((

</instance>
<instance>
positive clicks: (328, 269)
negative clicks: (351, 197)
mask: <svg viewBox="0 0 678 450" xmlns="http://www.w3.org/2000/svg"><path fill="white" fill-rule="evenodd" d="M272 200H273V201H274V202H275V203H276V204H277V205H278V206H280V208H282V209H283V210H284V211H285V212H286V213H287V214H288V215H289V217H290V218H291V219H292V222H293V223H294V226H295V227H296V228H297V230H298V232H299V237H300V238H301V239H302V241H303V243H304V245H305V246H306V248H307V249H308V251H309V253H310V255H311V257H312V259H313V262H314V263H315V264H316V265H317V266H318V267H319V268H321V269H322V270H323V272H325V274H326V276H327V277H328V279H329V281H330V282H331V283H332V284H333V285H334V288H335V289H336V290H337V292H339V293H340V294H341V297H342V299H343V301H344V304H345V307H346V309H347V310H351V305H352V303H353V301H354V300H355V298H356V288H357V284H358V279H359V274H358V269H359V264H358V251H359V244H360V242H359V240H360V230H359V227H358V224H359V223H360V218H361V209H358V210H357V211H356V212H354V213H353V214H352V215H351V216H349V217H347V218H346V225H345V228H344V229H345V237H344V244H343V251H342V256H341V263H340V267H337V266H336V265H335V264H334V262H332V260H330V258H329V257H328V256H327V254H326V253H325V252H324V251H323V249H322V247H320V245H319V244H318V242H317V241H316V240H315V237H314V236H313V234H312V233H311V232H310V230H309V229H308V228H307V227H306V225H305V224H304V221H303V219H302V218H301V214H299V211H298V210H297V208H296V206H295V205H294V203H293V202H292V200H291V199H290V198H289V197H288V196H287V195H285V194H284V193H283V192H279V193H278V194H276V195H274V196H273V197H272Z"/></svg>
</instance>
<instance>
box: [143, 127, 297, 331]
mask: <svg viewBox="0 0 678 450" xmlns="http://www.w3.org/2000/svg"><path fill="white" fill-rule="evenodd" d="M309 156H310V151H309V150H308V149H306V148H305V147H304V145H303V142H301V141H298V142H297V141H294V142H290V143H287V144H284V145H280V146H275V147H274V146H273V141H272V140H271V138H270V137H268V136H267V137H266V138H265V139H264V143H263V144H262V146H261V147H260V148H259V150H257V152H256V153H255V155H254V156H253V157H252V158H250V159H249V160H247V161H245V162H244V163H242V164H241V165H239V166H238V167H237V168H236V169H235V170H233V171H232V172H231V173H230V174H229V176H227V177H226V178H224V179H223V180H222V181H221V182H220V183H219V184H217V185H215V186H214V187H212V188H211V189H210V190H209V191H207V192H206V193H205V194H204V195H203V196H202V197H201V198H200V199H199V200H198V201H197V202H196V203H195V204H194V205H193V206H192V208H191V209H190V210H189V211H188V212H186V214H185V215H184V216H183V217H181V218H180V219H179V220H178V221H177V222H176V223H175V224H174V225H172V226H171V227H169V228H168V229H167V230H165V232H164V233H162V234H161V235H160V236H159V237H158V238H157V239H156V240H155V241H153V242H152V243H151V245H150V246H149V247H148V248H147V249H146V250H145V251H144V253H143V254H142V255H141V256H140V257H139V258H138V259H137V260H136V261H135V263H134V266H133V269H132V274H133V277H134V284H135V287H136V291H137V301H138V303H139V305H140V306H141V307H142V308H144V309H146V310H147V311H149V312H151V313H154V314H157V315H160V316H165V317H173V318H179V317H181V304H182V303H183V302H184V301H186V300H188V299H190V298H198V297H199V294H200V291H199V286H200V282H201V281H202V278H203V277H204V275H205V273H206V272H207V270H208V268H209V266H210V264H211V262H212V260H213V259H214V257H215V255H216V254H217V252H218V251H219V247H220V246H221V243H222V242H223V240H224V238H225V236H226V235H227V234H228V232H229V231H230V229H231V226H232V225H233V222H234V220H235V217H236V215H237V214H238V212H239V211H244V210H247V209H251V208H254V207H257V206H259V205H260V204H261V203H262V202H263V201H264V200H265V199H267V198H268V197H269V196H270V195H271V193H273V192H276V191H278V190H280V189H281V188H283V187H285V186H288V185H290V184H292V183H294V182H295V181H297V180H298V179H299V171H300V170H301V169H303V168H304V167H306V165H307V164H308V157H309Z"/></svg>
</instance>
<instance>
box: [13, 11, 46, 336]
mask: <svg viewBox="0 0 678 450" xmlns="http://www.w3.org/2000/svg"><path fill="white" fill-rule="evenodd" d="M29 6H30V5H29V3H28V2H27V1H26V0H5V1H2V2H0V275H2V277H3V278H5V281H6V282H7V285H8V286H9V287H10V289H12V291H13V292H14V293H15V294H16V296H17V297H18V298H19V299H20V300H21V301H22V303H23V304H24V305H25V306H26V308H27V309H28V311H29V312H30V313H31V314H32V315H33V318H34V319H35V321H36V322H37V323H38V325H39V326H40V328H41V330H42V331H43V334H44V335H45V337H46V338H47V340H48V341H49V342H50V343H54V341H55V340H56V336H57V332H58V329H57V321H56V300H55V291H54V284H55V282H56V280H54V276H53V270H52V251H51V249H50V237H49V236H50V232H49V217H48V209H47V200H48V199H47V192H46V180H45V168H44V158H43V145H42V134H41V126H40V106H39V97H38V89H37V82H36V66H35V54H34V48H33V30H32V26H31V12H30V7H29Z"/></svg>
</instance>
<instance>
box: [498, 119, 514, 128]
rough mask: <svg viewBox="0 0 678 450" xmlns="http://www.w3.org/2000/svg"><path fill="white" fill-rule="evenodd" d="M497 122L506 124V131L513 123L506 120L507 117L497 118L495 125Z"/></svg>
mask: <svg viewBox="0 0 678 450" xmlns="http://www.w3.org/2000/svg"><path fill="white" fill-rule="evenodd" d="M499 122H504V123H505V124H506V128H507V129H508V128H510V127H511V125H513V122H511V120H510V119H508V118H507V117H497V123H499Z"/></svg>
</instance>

))

The problem | Transcribe the records above exactly as they appear.

Written solution |
</instance>
<instance>
positive clicks: (328, 269)
negative clicks: (351, 197)
mask: <svg viewBox="0 0 678 450" xmlns="http://www.w3.org/2000/svg"><path fill="white" fill-rule="evenodd" d="M272 200H273V201H274V202H275V203H276V204H277V205H278V206H280V208H282V209H283V210H284V211H285V212H286V213H287V214H288V215H289V217H290V218H291V219H292V222H293V223H294V226H295V227H296V228H297V230H298V232H299V237H300V238H301V239H302V241H303V243H304V245H305V246H306V248H307V249H308V251H309V253H310V255H311V257H312V259H313V262H314V263H315V264H316V265H317V266H318V267H319V268H321V269H322V270H323V272H325V274H326V276H327V277H328V279H329V281H330V282H331V283H332V284H333V285H334V288H335V289H336V290H337V292H339V293H340V294H341V297H342V299H343V301H344V304H345V307H346V309H347V310H351V305H352V303H353V301H354V300H355V298H356V288H357V284H358V279H359V274H358V269H359V264H358V251H359V244H360V242H359V240H360V230H359V227H358V224H359V223H360V218H361V209H358V210H357V211H356V212H354V213H353V214H352V215H351V216H349V217H347V218H346V225H345V228H344V229H345V237H344V244H343V251H342V256H341V263H340V267H337V266H336V265H335V264H334V262H332V260H330V258H329V257H328V256H327V254H326V253H325V252H324V251H323V249H322V247H320V245H319V244H318V242H317V241H316V240H315V237H314V236H313V234H312V233H311V232H310V230H309V229H308V228H307V227H306V225H305V224H304V221H303V219H302V218H301V214H299V211H298V210H297V208H296V206H295V205H294V203H293V202H292V200H291V199H290V198H289V197H288V196H287V195H285V194H284V193H283V192H279V193H278V194H276V195H274V196H273V197H272Z"/></svg>
</instance>
<instance>
box: [143, 127, 297, 331]
mask: <svg viewBox="0 0 678 450" xmlns="http://www.w3.org/2000/svg"><path fill="white" fill-rule="evenodd" d="M309 156H310V151H309V150H308V149H306V148H305V147H304V145H303V142H301V141H298V142H297V141H294V142H290V143H287V144H284V145H280V146H275V147H274V146H273V141H272V140H271V138H270V137H268V136H267V137H266V138H265V139H264V143H263V144H262V146H261V147H260V148H259V150H257V152H256V153H255V155H254V156H253V157H252V158H250V159H249V160H247V161H245V162H244V163H242V164H241V165H239V166H238V167H237V168H236V169H235V170H233V171H232V172H231V173H230V174H229V176H227V177H226V178H224V179H223V180H222V181H221V182H220V183H219V184H217V185H215V186H214V187H212V188H211V189H210V190H209V191H207V192H206V193H205V194H204V195H203V196H202V197H201V198H200V199H199V200H198V201H197V202H196V203H195V204H194V205H193V206H192V208H191V209H190V210H189V211H188V212H186V214H185V215H184V216H183V217H181V218H180V219H179V220H178V221H177V222H176V223H175V224H174V225H172V226H171V227H169V228H168V229H167V230H165V232H164V233H162V234H161V235H160V236H159V237H158V238H157V239H156V240H155V241H153V242H152V243H151V245H150V246H149V247H148V248H147V249H146V250H145V251H144V253H143V254H142V255H141V256H140V257H139V258H138V259H137V260H136V261H135V263H134V266H133V269H132V274H133V277H134V284H135V287H136V291H137V301H138V303H139V305H140V306H141V307H142V308H144V309H146V310H147V311H149V312H151V313H154V314H157V315H160V316H165V317H173V318H179V317H181V304H182V303H183V302H184V301H186V300H188V299H190V298H198V297H199V294H200V291H199V286H200V282H201V281H202V278H203V277H204V275H205V273H206V272H207V270H208V268H209V266H210V264H211V262H212V260H213V259H214V257H215V255H216V254H217V252H218V251H219V247H220V246H221V243H222V242H223V240H224V238H225V236H226V235H227V234H228V232H229V231H230V229H231V226H232V225H233V222H234V220H235V217H236V215H237V214H238V212H239V211H244V210H247V209H251V208H254V207H257V206H259V205H260V204H261V203H262V202H263V201H264V200H265V199H267V198H268V197H269V196H270V195H271V193H273V192H276V191H278V190H280V189H281V188H283V187H285V186H288V185H290V184H292V183H294V182H295V181H297V180H298V179H299V171H300V170H301V169H303V168H304V167H306V165H307V164H308V157H309Z"/></svg>
</instance>
<instance>
box: [13, 11, 46, 336]
mask: <svg viewBox="0 0 678 450" xmlns="http://www.w3.org/2000/svg"><path fill="white" fill-rule="evenodd" d="M29 6H30V5H29V3H28V2H27V1H26V0H5V1H2V2H0V275H2V277H3V278H5V281H6V282H7V285H8V286H9V287H10V289H12V291H13V292H14V293H15V294H16V296H17V297H18V298H19V299H20V300H21V301H22V303H23V304H24V305H25V306H26V308H27V309H28V311H29V312H30V313H31V314H32V315H33V318H34V319H35V321H36V322H37V323H38V325H39V326H40V328H41V330H42V331H43V334H44V335H45V337H46V338H47V340H48V341H49V342H50V343H54V341H55V340H56V336H57V332H58V329H57V321H56V300H55V291H54V284H55V282H56V280H54V276H53V270H52V251H51V249H50V237H49V236H50V232H49V217H48V209H47V200H48V199H47V192H46V180H45V168H44V158H43V145H42V134H41V126H40V106H39V97H38V89H37V82H36V66H35V54H34V48H33V30H32V26H31V12H30V7H29Z"/></svg>
</instance>
<instance>
box: [498, 119, 514, 128]
rough mask: <svg viewBox="0 0 678 450" xmlns="http://www.w3.org/2000/svg"><path fill="white" fill-rule="evenodd" d="M497 122L506 124V131L513 123L506 120L507 117L497 118L495 125Z"/></svg>
mask: <svg viewBox="0 0 678 450" xmlns="http://www.w3.org/2000/svg"><path fill="white" fill-rule="evenodd" d="M499 122H504V123H505V124H506V128H507V129H508V128H510V127H511V125H513V122H511V120H510V119H508V118H507V117H497V123H499Z"/></svg>
</instance>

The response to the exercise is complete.